── TASK INPUT

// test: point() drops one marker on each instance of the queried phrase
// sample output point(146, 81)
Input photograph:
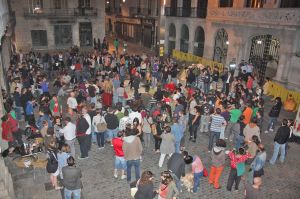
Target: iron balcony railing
point(51, 12)
point(134, 11)
point(186, 12)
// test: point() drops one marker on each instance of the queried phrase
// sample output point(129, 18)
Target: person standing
point(82, 127)
point(69, 132)
point(112, 124)
point(274, 114)
point(218, 162)
point(133, 149)
point(72, 180)
point(120, 162)
point(176, 165)
point(167, 146)
point(253, 191)
point(215, 128)
point(100, 127)
point(280, 140)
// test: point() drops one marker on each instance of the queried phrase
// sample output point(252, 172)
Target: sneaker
point(123, 177)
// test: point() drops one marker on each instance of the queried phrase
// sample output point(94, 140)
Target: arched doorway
point(199, 41)
point(264, 55)
point(221, 46)
point(184, 40)
point(172, 38)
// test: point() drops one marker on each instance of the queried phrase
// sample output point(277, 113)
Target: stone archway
point(199, 41)
point(172, 38)
point(184, 38)
point(221, 46)
point(264, 55)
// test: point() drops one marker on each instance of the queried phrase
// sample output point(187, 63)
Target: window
point(63, 35)
point(84, 3)
point(39, 37)
point(225, 3)
point(290, 4)
point(35, 4)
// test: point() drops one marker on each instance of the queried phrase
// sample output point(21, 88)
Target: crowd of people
point(74, 96)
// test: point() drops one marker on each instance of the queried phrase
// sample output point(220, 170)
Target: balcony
point(58, 13)
point(282, 16)
point(135, 11)
point(186, 12)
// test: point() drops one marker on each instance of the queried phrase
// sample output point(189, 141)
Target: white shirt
point(89, 120)
point(133, 115)
point(72, 102)
point(69, 131)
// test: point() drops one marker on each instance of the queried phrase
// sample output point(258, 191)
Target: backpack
point(101, 126)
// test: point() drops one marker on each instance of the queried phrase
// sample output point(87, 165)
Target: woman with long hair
point(145, 186)
point(167, 188)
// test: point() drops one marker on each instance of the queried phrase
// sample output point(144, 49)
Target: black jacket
point(145, 192)
point(282, 135)
point(176, 164)
point(275, 110)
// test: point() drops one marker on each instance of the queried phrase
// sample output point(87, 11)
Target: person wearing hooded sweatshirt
point(274, 114)
point(132, 148)
point(218, 162)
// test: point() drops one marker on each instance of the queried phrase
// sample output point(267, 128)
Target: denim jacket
point(259, 161)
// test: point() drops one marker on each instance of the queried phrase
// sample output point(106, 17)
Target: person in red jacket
point(120, 162)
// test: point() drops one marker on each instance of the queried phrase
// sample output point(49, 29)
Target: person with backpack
point(52, 164)
point(100, 127)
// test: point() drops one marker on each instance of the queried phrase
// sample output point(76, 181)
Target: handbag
point(240, 167)
point(101, 126)
point(52, 163)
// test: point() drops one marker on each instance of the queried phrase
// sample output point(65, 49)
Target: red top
point(118, 143)
point(78, 66)
point(234, 159)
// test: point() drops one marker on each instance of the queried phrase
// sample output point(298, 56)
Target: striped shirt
point(216, 123)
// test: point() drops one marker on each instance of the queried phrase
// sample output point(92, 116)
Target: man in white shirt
point(89, 130)
point(69, 132)
point(135, 114)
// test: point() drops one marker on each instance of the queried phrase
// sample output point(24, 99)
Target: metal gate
point(221, 46)
point(264, 49)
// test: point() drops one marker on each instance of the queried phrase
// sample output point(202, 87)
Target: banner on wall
point(199, 60)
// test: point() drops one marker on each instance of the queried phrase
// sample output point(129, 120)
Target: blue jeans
point(197, 177)
point(213, 137)
point(76, 193)
point(276, 151)
point(137, 167)
point(272, 123)
point(177, 146)
point(111, 133)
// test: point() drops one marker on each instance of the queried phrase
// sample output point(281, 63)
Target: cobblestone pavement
point(280, 181)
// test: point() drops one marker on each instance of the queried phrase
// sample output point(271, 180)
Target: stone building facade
point(137, 21)
point(58, 24)
point(263, 32)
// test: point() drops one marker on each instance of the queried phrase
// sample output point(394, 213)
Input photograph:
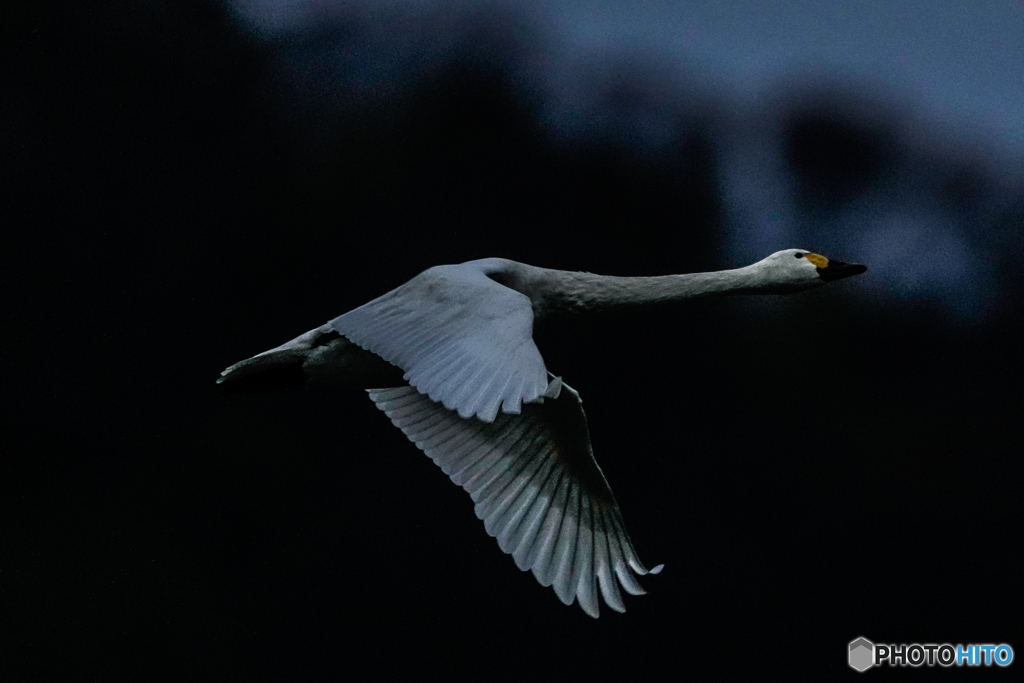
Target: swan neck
point(564, 292)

────

Copy every line of the records above word for word, leaving out the pictures.

// test: point() drops one marker on each instance of the queried phrase
// sample output point(146, 81)
Input photograph:
Target: iron balcony railing
point(51, 12)
point(134, 11)
point(186, 12)
// test: point() drops one marker on each instance of the queried phrase
// sample output point(129, 18)
Target: person standing
point(82, 127)
point(69, 132)
point(112, 124)
point(274, 114)
point(218, 162)
point(133, 149)
point(72, 180)
point(120, 162)
point(176, 165)
point(167, 146)
point(253, 191)
point(215, 128)
point(100, 127)
point(280, 140)
// test: point() drops one marker on each instance of the queried phrase
// sample output point(252, 172)
Target: sneaker
point(123, 177)
// test: point() drops one marker on each instance of the queried phrase
// sample output point(94, 140)
Target: arched doorway
point(199, 41)
point(264, 55)
point(221, 46)
point(184, 40)
point(172, 38)
// test: point() drops one marker on each instance of the queried phrase
// sample output point(277, 113)
Target: stone archway
point(199, 41)
point(172, 38)
point(184, 38)
point(221, 46)
point(264, 55)
// test: point() drops one marker on each instance of the queried phrase
// sample output point(187, 63)
Target: window
point(63, 35)
point(84, 3)
point(39, 37)
point(225, 3)
point(290, 4)
point(35, 4)
// test: point() drops one marker on each instance of the queried phrase
// sample output point(21, 88)
Target: crowd of people
point(74, 96)
// test: point() drops one marker on each instance of the queried phrase
// sample output point(220, 170)
Target: balcony
point(58, 13)
point(282, 16)
point(135, 11)
point(186, 12)
// test: point() drops one marker on each instance of the queried phrase
// sample output point(189, 141)
Target: white shirt
point(89, 120)
point(133, 115)
point(72, 102)
point(69, 131)
// test: point() drops one marker on each instance of the queried phrase
// sample output point(258, 191)
Target: backpack
point(101, 126)
// test: point() drops one marker on each instance of the queried phrase
// sample output point(87, 165)
Target: woman with long hair
point(145, 186)
point(167, 188)
// test: point() drops one marker on each instance of the queried phrase
// sample output point(144, 49)
Target: black jacket
point(145, 192)
point(282, 135)
point(176, 164)
point(275, 110)
// test: point() drops one marker on each instance of the queried phrase
// sample output point(87, 11)
Target: person wearing hooded sweatshirt
point(274, 114)
point(132, 148)
point(218, 162)
// test: point() drops one marker on each instance of the queried phrase
// sample output point(267, 128)
Target: denim jacket
point(259, 161)
// test: point() drops one marker on each instance of the queried phrase
// sample output point(106, 17)
Target: person in red jacket
point(120, 162)
// test: point() drops one marker on each instance of the queried phrase
// sample output point(49, 29)
Target: person with backpack
point(52, 164)
point(100, 127)
// test: point() drops one marker on each instance of the queried phrase
// sample output point(76, 181)
Target: handbag
point(240, 167)
point(101, 126)
point(52, 163)
// test: point() drops one marker on each instance of the queried phrase
// sample output point(65, 49)
Target: red top
point(118, 143)
point(78, 66)
point(234, 159)
// test: point() drops one marker on each instance of the queried phrase
// sample output point(298, 56)
Target: striped shirt
point(216, 123)
// test: point() drops one marker on each instance of the queried phrase
// sample output point(92, 116)
Target: man in white shirt
point(89, 130)
point(69, 132)
point(135, 114)
// test: point() drops one marker on each instance of the queried phrase
// sample output point(24, 99)
Target: metal gate
point(221, 46)
point(264, 49)
// test: point() drops one marker on each instance of the queried phrase
// sample output point(202, 87)
Target: banner on wall
point(199, 60)
// test: point() drops one marker on each instance of the queried phrase
// sample output point(129, 120)
Target: blue jeans
point(197, 177)
point(213, 137)
point(76, 193)
point(276, 151)
point(137, 167)
point(272, 123)
point(177, 146)
point(111, 133)
// test: point() drops one marker on each instance of the queried phrase
// sample output point(281, 63)
Target: cobblestone pavement
point(280, 181)
// test: point() drops one marker on each instance of the queried phrase
// sample output point(271, 180)
Target: stone building facade
point(137, 21)
point(58, 24)
point(263, 32)
// test: point() drops one marker on each instance of the queried phrase
// sample output point(394, 213)
Input photograph:
Target: swan neck
point(564, 292)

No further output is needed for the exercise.